• _Stored data_:
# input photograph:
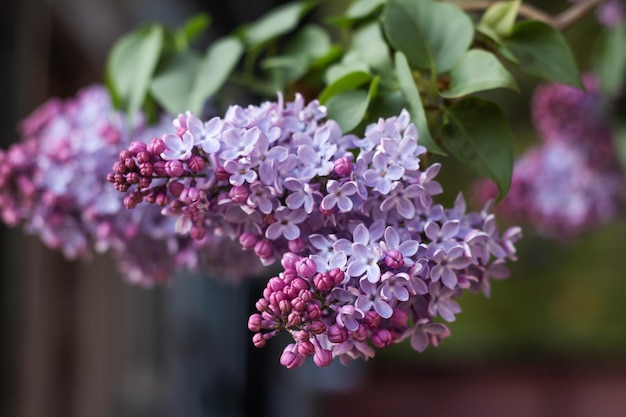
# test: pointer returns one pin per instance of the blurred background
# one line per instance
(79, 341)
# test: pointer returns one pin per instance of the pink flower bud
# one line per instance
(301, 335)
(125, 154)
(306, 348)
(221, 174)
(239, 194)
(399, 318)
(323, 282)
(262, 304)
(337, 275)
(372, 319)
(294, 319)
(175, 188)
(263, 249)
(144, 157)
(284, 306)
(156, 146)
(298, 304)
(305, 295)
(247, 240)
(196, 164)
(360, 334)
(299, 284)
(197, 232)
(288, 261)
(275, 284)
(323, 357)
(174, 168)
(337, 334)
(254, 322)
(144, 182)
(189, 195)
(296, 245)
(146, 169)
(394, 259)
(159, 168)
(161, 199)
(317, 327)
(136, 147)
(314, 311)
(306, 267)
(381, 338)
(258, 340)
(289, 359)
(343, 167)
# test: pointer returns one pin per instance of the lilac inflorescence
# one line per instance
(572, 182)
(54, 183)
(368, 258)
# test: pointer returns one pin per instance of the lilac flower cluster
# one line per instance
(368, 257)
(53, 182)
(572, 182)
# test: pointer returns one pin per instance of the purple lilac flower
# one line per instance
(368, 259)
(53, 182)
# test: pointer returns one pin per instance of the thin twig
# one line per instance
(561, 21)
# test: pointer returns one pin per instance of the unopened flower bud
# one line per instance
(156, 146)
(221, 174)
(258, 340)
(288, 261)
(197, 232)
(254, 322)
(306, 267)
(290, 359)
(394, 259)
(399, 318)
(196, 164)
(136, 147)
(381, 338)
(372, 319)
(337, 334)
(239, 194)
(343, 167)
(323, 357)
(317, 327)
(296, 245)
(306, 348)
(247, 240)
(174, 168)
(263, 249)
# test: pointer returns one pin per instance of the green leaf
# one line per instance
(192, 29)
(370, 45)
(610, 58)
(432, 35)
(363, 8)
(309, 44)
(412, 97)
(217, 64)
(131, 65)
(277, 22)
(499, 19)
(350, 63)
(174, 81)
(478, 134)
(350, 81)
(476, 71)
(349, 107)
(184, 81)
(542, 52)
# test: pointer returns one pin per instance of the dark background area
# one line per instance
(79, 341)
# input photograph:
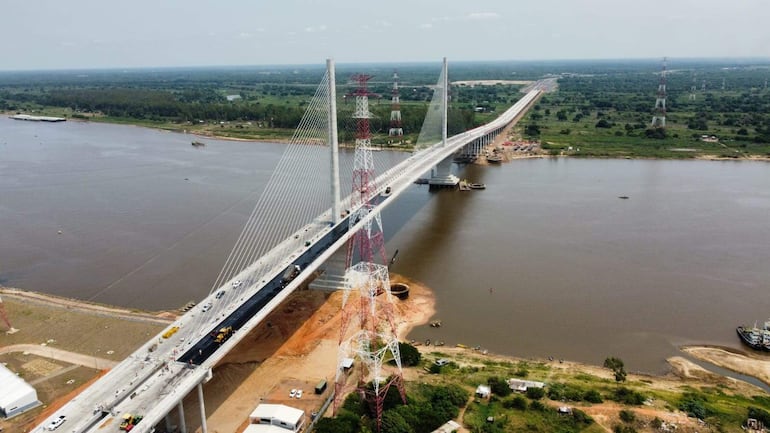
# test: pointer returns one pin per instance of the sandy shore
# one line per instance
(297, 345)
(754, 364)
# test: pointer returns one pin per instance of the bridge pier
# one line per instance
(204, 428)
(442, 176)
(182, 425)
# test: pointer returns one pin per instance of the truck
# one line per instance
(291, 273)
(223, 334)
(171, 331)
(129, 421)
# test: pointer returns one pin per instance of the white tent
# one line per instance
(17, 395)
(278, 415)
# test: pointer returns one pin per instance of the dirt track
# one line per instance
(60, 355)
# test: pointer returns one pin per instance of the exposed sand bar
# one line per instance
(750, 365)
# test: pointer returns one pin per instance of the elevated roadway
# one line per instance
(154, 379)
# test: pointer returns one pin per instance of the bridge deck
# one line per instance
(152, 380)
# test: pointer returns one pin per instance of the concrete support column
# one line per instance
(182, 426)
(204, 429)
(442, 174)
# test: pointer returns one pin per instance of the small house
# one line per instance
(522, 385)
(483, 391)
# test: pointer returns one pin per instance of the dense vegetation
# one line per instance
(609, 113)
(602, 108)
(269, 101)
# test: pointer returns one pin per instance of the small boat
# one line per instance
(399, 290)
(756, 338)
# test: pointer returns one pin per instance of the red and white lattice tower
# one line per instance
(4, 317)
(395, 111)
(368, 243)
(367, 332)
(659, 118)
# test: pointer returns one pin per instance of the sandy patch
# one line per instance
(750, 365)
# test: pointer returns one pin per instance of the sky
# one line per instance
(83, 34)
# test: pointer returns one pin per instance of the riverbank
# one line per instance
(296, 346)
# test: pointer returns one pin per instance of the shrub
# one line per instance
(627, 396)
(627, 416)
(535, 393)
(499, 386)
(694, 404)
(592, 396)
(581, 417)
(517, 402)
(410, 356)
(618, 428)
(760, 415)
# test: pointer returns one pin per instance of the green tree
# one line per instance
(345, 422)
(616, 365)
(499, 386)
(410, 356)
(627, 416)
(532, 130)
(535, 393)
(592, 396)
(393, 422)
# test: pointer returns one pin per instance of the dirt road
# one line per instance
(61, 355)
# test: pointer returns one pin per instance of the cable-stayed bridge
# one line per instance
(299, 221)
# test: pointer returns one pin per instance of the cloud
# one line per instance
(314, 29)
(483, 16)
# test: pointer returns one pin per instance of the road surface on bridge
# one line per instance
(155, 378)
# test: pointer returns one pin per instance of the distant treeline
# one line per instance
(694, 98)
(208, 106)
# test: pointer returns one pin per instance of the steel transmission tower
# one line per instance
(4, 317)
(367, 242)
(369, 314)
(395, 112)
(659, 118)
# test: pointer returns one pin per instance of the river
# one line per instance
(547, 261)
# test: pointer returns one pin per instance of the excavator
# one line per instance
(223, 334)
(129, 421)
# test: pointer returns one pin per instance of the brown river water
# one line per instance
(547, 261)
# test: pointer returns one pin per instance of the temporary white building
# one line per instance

• _Work to complete_: Pull out every line of the entries above, character for character, and leave the pictures out.

• _The solution_:
# input photograph:
# test: pointer returns one pin per instance of the blurred background
# one line per instance
(79, 341)
# test: pointer returns one pin per instance of the pink flower bud
# one line per instance
(301, 335)
(125, 154)
(306, 348)
(221, 174)
(239, 194)
(399, 318)
(323, 282)
(262, 304)
(337, 275)
(372, 319)
(294, 319)
(175, 188)
(263, 249)
(144, 157)
(284, 306)
(156, 146)
(298, 304)
(305, 295)
(247, 240)
(196, 164)
(360, 334)
(299, 284)
(197, 232)
(288, 261)
(275, 284)
(323, 357)
(174, 168)
(337, 334)
(254, 322)
(144, 182)
(189, 195)
(296, 245)
(146, 169)
(394, 259)
(159, 168)
(161, 199)
(317, 327)
(136, 147)
(314, 311)
(306, 267)
(381, 338)
(258, 340)
(289, 359)
(343, 167)
# test: pointer returns one pin per instance of the lilac inflorescence
# one line per instance
(572, 182)
(54, 183)
(368, 258)
# test: pointer returns one pin per instance of the lilac flower cluster
# one line per instance
(368, 257)
(53, 182)
(572, 182)
# test: pointer returns one pin per instance of the purple lilac flower
# one line per instance
(368, 259)
(53, 182)
# test: pointer returns one pin per instance of the thin twig
# one line per instance
(561, 21)
# test: pointer returns one pin per instance of the unopened flower bud
# one line per instance
(156, 146)
(221, 174)
(258, 340)
(288, 261)
(197, 232)
(254, 322)
(306, 267)
(290, 359)
(394, 259)
(399, 318)
(196, 164)
(136, 147)
(381, 338)
(372, 319)
(337, 334)
(239, 194)
(343, 167)
(323, 357)
(317, 327)
(296, 245)
(306, 348)
(247, 240)
(174, 168)
(263, 249)
# test: pointer returns one pin per instance of the green leaf
# one line per instance
(192, 29)
(370, 45)
(610, 58)
(432, 35)
(363, 8)
(309, 44)
(412, 97)
(217, 64)
(131, 65)
(277, 22)
(499, 19)
(350, 63)
(174, 81)
(478, 134)
(350, 81)
(476, 71)
(349, 107)
(184, 81)
(542, 52)
# test: pointer returns one pin per instance of the dark background area
# one line per instance
(79, 341)
# input photograph:
# test: pointer returns one pin per instance of the sandy shore
# one line per instance
(297, 345)
(754, 364)
# test: pointer returns one pin per instance of the bridge pier
# one line per instance
(204, 428)
(442, 176)
(182, 425)
# test: pointer returns one pin per instance of the truck
# one line per instance
(291, 273)
(223, 334)
(171, 331)
(129, 421)
# test: pointer returns one pin per instance of the white tent
# one line per instance
(17, 395)
(278, 415)
# test: pointer returns one pin per instance of the dirt track
# one line per instance
(60, 355)
# test: pointer returns one pin per instance of the exposed sand bar
# one line per instance
(750, 365)
# test: pointer returns one pin per instance of the elevated roadway
# one line per instance
(154, 379)
# test: pointer returns one pin per instance of the bridge deck
# one line per instance
(152, 380)
# test: pointer returns one pin per instance of the concrete support column
# one line per instance
(182, 426)
(204, 429)
(442, 174)
# test: pointer returns one pin per instance of the small house
# one line per instance
(522, 385)
(483, 391)
# test: pointer returns one pin per instance of the dense vegetation
# one line per instance
(609, 113)
(602, 108)
(269, 101)
# test: pointer returns one pin per instance of the small boat
# one line per instance
(399, 290)
(756, 338)
# test: pointer returns one pin per instance of the red and white lattice tower
# one line per instance
(4, 317)
(395, 111)
(368, 243)
(367, 332)
(659, 118)
# test: pointer returns one pin per instance of the sandy patch
# one line per instance
(750, 365)
# test: pointer returns one pin per instance of the sky
# one line per instance
(83, 34)
# test: pointer returns one pin per instance of the riverbank
# one line per instance
(296, 346)
# test: pointer returns one pin per instance of the shrub
# one line per instance
(627, 396)
(627, 416)
(535, 393)
(499, 386)
(694, 404)
(592, 396)
(581, 417)
(517, 402)
(410, 356)
(618, 428)
(760, 415)
# test: pointer returns one pin per instance of the green tree
# one line per instance
(345, 422)
(616, 365)
(499, 386)
(410, 356)
(627, 416)
(532, 130)
(535, 393)
(592, 396)
(393, 422)
# test: pointer returns one pin per instance of the dirt road
# one line per instance
(61, 355)
# test: pointer returns one pin per instance of the cable-stayed bridge
# one line per instance
(299, 221)
# test: pointer returns one pin per instance of the cloud
# one line per instance
(314, 29)
(483, 16)
# test: pointer returns one pin per instance of the road surface on bridge
# one line per instance
(155, 378)
# test: pointer returns one pin per instance of the distant treeline
# one line per instance
(694, 98)
(208, 106)
# test: pointer returns one pin per instance of the steel transmission tower
# one line per instance
(4, 317)
(367, 242)
(369, 314)
(395, 112)
(659, 118)
# test: pointer returns one pin per instance of the river
# one line per instance
(547, 261)
# test: pointer returns one pin per instance of the excavator
# one line per instance
(223, 334)
(129, 421)
# test: pointer returns one pin per instance of the brown river water
# one line per instance
(547, 261)
# test: pointer returns one pin per instance of the temporary white building
# one line per instance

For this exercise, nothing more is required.